読む文章 »
▼
ビッグデータの利活用に向けて政府レベルの取り組みも始まる
大量かつ多様な情報のポジティブな利活用を促していくビッグデータは、これまでとは大きく違ったIT(情報通信技術)の将来を切り拓いていく可能性がある。
日立製作所の執行役常務であり情報・通信システム社のCSOを務める渡部眞也は、このように語る。
「ITの歴史を振り返ると、2000年以前においても、例えばデータウェアハウスやビジネスインテリジェンスなど、大規模なデータ分析基盤が構築されてきました。ビッグデータも、そうした取り組みの延長線上にある技術とみることができます。ただ、従来のデータウェアハウスやビジネスインテリジェンスは、市場トレンドの把握や現状のビジネスにおける問題点の究明、経営の意思決定支援など、特定の課題に対するソリューションを導き出すためのものでした。これに対してビッグデータは、まったく新しい情報の価値そのものを創出していくことを目的としています。その意味でもビッグデータは、かつてない大きなポテンシャルを秘めた革新へのチャレンジと言えるのです」
世界に目を向けてみると、すでに政府レベルによる取り組みが始まっている。例えば米国オバマ政権は、2012年3月29日、膨大な量のデータを最大限に活用し、国家が直面する喫緊の課題への取り組みに役立てることを目的とした「ビッグデータ研究開発イニシアティブ」を発表した。
同施策は、「ビッグデータ関連技術に対する政府投資が、まだまだ足りない」と指摘した大統領科学技術諮問委員会の提言に応える形で策定されたもので、「膨大な量のデータ管理や分析を必要とする最先端中核技術の発展を促す」、「その技術を科学や工学分野における発見、国家安全保障の強化、教育に役立てる」、「ビッグデータ技術分野の人材育成を推し進める」といった目的が掲げられている。
▲
データ一覧 »
▼
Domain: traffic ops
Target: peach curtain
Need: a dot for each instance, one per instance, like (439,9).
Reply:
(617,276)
▲
やること » ビッグデータの利活用を扱った本文を、一字も変えずに冒頭から末尾まで引用すること。

実行結果 »
ビッグデータの利活用に向けて政府レベルの取り組みも始まる
大量かつ多様な情報のポジティブな利活用を促していくビッグデータは、これまでとは大きく違ったIT(情報通信技術)の将来を切り拓いていく可能性がある。
日立製作所の執行役常務であり情報・通信システム社のCSOを務める渡部眞也は、このように語る。
「ITの歴史を振り返ると、2000年以前においても、例えばデータウェアハウスやビジネスインテリジェンスなど、大規模なデータ分析基盤が構築されてきました。ビッグデータも、そうした取り組みの延長線上にある技術とみることができます。ただ、従来のデータウェアハウスやビジネスインテリジェンスは、市場トレンドの把握や現状のビジネスにおける問題点の究明、経営の意思決定支援など、特定の課題に対するソリューションを導き出すためのものでした。これに対してビッグデータは、まったく新しい情報の価値そのものを創出していくことを目的としています。その意味でもビッグデータは、かつてない大きなポテンシャルを秘めた革新へのチャレンジと言えるのです」
世界に目を向けてみると、すでに政府レベルによる取り組みが始まっている。例えば米国オバマ政権は、2012年3月29日、膨大な量のデータを最大限に活用し、国家が直面する喫緊の課題への取り組みに役立てることを目的とした「ビッグデータ研究開発イニシアティブ」を発表した。
同施策は、「ビッグデータ関連技術に対する政府投資が、まだまだ足りない」と指摘した大統領科学技術諮問委員会の提言に応える形で策定されたもので、「膨大な量のデータ管理や分析を必要とする最先端中核技術の発展を促す」、「その技術を科学や工学分野における発見、国家安全保障の強化、教育に役立てる」、「ビッグデータ技術分野の人材育成を推し進める」といった目的が掲げられている。